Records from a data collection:
++++++++++++++++++++

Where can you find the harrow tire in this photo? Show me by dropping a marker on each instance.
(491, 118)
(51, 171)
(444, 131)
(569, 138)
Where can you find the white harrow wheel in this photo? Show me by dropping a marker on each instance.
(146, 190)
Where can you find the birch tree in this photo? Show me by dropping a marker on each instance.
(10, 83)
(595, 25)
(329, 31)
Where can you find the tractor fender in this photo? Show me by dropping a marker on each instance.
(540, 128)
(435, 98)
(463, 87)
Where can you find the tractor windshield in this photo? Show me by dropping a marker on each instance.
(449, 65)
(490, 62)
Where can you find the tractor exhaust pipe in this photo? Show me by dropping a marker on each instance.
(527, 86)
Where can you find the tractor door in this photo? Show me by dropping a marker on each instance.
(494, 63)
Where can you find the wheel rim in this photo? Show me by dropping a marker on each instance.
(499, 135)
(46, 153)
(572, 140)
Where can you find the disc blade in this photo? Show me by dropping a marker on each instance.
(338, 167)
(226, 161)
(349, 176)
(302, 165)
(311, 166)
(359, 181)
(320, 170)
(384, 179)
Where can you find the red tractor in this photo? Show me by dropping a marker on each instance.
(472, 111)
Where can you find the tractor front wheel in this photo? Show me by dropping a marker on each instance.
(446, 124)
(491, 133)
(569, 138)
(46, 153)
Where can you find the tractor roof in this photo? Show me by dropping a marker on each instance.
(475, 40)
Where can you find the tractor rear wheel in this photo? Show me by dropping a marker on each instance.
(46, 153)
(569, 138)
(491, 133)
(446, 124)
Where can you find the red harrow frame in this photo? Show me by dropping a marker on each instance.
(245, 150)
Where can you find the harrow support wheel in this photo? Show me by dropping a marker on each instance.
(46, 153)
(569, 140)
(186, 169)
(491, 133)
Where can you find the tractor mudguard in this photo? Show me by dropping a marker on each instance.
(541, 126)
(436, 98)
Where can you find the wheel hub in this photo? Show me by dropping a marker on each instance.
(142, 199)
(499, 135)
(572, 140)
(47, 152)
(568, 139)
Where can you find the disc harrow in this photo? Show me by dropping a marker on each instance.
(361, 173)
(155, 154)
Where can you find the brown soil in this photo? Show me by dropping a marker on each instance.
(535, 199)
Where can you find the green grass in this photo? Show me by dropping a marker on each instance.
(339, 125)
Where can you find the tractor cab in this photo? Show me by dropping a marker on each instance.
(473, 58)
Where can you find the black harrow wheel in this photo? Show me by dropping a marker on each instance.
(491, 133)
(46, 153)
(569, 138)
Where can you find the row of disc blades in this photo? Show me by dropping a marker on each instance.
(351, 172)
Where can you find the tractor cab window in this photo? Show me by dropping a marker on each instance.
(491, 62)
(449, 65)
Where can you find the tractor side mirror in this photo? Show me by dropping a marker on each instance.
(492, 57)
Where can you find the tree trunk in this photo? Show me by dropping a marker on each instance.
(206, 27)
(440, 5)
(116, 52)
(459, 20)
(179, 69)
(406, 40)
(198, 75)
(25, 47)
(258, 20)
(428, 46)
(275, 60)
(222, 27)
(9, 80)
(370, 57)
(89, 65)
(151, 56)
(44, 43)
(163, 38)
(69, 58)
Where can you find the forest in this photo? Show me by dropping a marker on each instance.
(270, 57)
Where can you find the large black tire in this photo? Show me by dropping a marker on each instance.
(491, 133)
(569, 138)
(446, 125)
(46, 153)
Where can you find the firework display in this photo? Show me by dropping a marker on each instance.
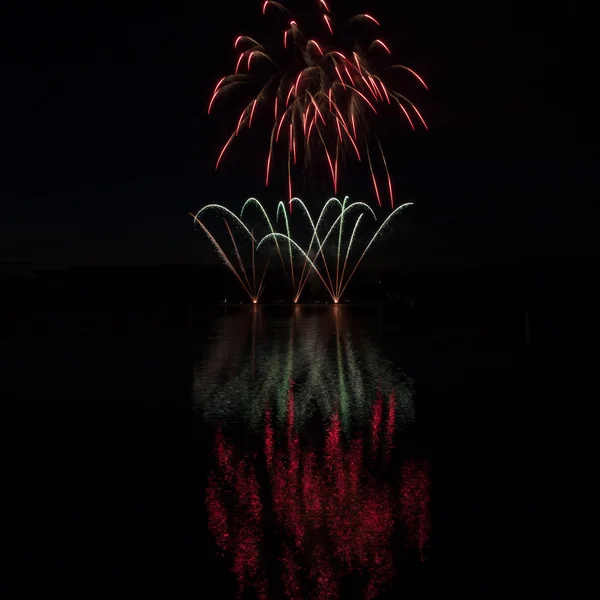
(329, 516)
(319, 87)
(336, 367)
(335, 277)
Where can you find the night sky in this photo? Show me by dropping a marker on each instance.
(108, 145)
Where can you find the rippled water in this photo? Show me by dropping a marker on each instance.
(311, 491)
(276, 452)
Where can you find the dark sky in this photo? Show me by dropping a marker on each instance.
(108, 145)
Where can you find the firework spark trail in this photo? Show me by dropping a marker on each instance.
(322, 87)
(253, 266)
(337, 268)
(237, 253)
(260, 287)
(388, 176)
(310, 262)
(344, 210)
(349, 247)
(382, 226)
(315, 235)
(221, 253)
(281, 207)
(330, 288)
(264, 213)
(220, 207)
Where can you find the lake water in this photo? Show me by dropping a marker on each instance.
(273, 452)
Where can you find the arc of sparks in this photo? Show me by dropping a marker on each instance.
(256, 202)
(228, 212)
(297, 247)
(281, 207)
(315, 235)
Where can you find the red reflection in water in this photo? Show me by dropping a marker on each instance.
(327, 515)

++++++++++++++++++++

Work to do:
Quote each entry above verbatim and drop the pictures.

The reply:
Where can you find the harrow tire in this photo? Show me by dropping a marker on each instance.
(491, 118)
(51, 171)
(444, 131)
(569, 138)
Where can you find the white harrow wheel in this photo? Show me by dropping a marker on each instance.
(146, 190)
Where can you find the birch tree in this photo? Show me by dropping a marker on each instance.
(10, 83)
(595, 25)
(329, 31)
Where can you find the tractor fender in this photo? Show me by dropping a marker on each instance.
(540, 128)
(435, 98)
(463, 87)
Where can you find the tractor windshield in this photo? Show me by dropping a marker on each instance.
(449, 65)
(490, 62)
Where can you find the tractor exhaust pipe in this photo? Show me by dropping a marker on each instance.
(527, 86)
Where can you find the tractor door in this photo? Show me by dropping a marker on each instance.
(494, 63)
Where can you find the wheel rim in this photo? Show me by dropping a marker on each instance.
(499, 135)
(46, 153)
(572, 140)
Where can you find the disc blade in this photo? Show me by dropping a marker on each instance.
(338, 167)
(226, 161)
(349, 176)
(302, 165)
(311, 166)
(359, 181)
(320, 170)
(384, 179)
Where can you find the red tractor in this photo? Show me by dropping a marker on each instance.
(472, 111)
Where can you find the tractor front wheel in this photo? Show me by dropping a marker on each instance.
(446, 124)
(491, 133)
(569, 138)
(46, 153)
Where can you find the tractor roof in this photo? Show me by dropping a marker on each instance.
(475, 40)
Where can you find the tractor rear wheel in this photo? Show me by dropping a marker on each instance.
(46, 153)
(569, 138)
(491, 133)
(446, 124)
Where can you find the red harrow frame in this photo? Show me by dropping a marker on each instance.
(245, 150)
Where can you find the harrow support wheel in this photo? Show me by dropping a marker on each instance.
(46, 153)
(569, 140)
(186, 169)
(491, 133)
Where can you find the tractor mudguard in this photo? Show me by dropping a marker on each instance.
(541, 126)
(436, 98)
Where can you find the wheel hub in this photo? Show me by dropping a marker on each instance.
(142, 199)
(499, 135)
(572, 140)
(47, 152)
(568, 139)
Where can you find the disc harrow in this photo? Show me by dropping a marker on each instance.
(361, 173)
(155, 154)
Where can you find the brown soil in this photo? Show me by dropping a marker on each instance.
(535, 199)
Where can you find the green grass in this photo? Show me by dropping a marker on each instance.
(339, 125)
Where can you find the tractor cab in this photo? Show me by dropping a marker on each instance.
(473, 58)
Where can you find the black harrow wheel in this photo? Show me by dropping a marker on each instance.
(491, 133)
(46, 153)
(569, 138)
Where can you find the row of disc blades in this photo? Show me by dropping a marker on each instance.
(351, 172)
Where can you find the tractor cab window in this photo? Show me by dropping a marker on each instance.
(491, 62)
(449, 65)
Where can you find the tractor side mirror in this photo? Show me by dropping a marker on each instance.
(492, 57)
Where can you find the tree trunk in this photo? Show me by dropping a marker on each instance.
(206, 27)
(440, 5)
(116, 52)
(459, 20)
(179, 69)
(406, 40)
(198, 75)
(25, 47)
(258, 20)
(428, 46)
(275, 60)
(222, 27)
(9, 80)
(370, 57)
(89, 65)
(151, 56)
(44, 43)
(163, 38)
(69, 58)
Where can you find the forest in this photo? Show me by dropping a marker on each instance.
(270, 57)
Where can you find the large black tire in this photo? Show me by dropping a marker on each instance.
(491, 133)
(569, 138)
(446, 125)
(46, 153)
Where can you find the firework display in this photo? Show me by dropping a marker on each instance.
(329, 516)
(319, 87)
(336, 367)
(335, 277)
Where can you find the night sky in this photo? Show me by dropping a marker on each instance.
(108, 145)
Where can you find the rippled water in this photo? Show me by dropping a marker on each instance.
(311, 491)
(276, 452)
Where can you find the dark sky in this photo? Show me by dropping a marker on each instance.
(108, 145)
Where can you find the firework spark trail in this photo? Show me by dropping a marker on each instance.
(322, 87)
(253, 266)
(337, 268)
(237, 253)
(260, 287)
(388, 176)
(310, 262)
(344, 210)
(349, 247)
(382, 226)
(315, 235)
(221, 253)
(281, 207)
(330, 288)
(264, 213)
(220, 207)
Where can you find the lake water in this photo? Show me by dropping a marker on each instance.
(273, 452)
Where can you find the arc of sparks in this photo? Show me by dropping a marker on each instance.
(256, 202)
(228, 212)
(297, 247)
(281, 207)
(315, 235)
Where can you find the red reflection in water in this photo? Show me by dropping a marker on each instance.
(327, 515)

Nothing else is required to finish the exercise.